[Set exercise 1] Could you extract, word for word, the part of the excerpt on surface rigidity starting with "1. half-torus has" and going on through "вып.2, стр. 135)"?
BEGIN Extract provided
I've got a letter from Idjad Sabitov which answer the question completely. Here is a short extract from it:

  1. half-torus has rigidity of second order (Rembs' theorem, see Е. Rembs. Verbiegungen hoeherer Ordnung und ebene Flaechenrinnen. Math. Zeitschrift 36 (1932) or Ефимов, УМН, 1948, т.3, вып.2, стр. 135)

  2. Any second order rigid surface does not admit analytic deformation (i.e., the deformation $h_t(u,v)$ which is analytic on $t$).

  3. For the surfaces of revolution, the assumption of analyticity can be removed.


Below is the best part of my original post. It contains an idea which was not used by Rembs.


Let $h(u,v)$ be a small perturbation of the standard embedding; $u\in (-\varepsilon,\varepsilon)$ and $v\in\mathbb S^1$.
END Extract provided
BEGIN Provided information
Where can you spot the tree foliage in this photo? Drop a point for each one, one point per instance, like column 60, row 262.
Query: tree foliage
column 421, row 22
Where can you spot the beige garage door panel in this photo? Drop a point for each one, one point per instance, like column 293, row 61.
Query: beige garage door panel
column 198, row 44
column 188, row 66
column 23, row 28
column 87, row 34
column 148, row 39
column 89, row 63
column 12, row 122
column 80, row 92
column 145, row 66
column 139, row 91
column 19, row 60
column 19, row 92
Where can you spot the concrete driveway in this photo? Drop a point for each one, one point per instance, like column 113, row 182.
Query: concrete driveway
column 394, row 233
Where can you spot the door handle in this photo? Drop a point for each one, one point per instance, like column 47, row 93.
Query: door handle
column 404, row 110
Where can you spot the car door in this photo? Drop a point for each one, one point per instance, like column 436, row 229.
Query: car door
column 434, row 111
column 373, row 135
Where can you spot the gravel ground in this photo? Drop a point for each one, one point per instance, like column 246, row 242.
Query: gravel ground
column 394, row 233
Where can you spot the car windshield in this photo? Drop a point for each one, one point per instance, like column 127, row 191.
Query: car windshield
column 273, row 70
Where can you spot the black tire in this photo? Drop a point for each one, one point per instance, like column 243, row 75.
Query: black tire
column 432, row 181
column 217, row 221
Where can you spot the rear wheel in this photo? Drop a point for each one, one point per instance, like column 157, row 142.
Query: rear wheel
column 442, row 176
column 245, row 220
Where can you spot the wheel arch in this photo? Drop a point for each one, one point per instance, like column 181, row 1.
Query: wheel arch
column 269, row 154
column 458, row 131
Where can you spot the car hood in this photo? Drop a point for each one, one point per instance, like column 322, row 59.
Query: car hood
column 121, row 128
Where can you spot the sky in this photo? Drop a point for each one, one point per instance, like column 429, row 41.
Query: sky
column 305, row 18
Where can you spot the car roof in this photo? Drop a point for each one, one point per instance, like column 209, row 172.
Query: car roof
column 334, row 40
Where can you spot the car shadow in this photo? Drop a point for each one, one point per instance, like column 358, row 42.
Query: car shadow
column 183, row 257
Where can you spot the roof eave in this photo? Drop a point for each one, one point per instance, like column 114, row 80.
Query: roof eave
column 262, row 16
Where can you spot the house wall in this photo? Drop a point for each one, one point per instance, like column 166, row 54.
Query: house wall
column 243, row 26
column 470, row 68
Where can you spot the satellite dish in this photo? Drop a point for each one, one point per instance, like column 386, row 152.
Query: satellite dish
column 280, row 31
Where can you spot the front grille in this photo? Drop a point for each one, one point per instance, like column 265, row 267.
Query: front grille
END Provided information
[Set exercise 2] Can you copy the records verbatim, starting with the line containing "Where can you spot the car shadow" and going on through the final line of the records?

[Finished answer 1]
1. half-torus has rigidity of second order (Rembs' theorem, see Е. Rembs. Verbiegungen hoeherer Ordnung und ebene Flaechenrinnen. Math. Zeitschrift 36 (1932) or Ефимов, УМН, 1948, т.3, вып.2, стр. 135)

[Finished answer 2]
Where can you spot the car shadow in this photo? Drop a point for each one, one point per instance, like column 358, row 42.
Query: car shadow
column 183, row 257
Where can you spot the roof eave in this photo? Drop a point for each one, one point per instance, like column 114, row 80.
Query: roof eave
column 262, row 16
Where can you spot the house wall in this photo? Drop a point for each one, one point per instance, like column 166, row 54.
Query: house wall
column 243, row 26
column 470, row 68
Where can you spot the satellite dish in this photo? Drop a point for each one, one point per instance, like column 386, row 152.
Query: satellite dish
column 280, row 31
Where can you spot the front grille in this photo? Drop a point for each one, one point per instance, like column 265, row 267.
Query: front grille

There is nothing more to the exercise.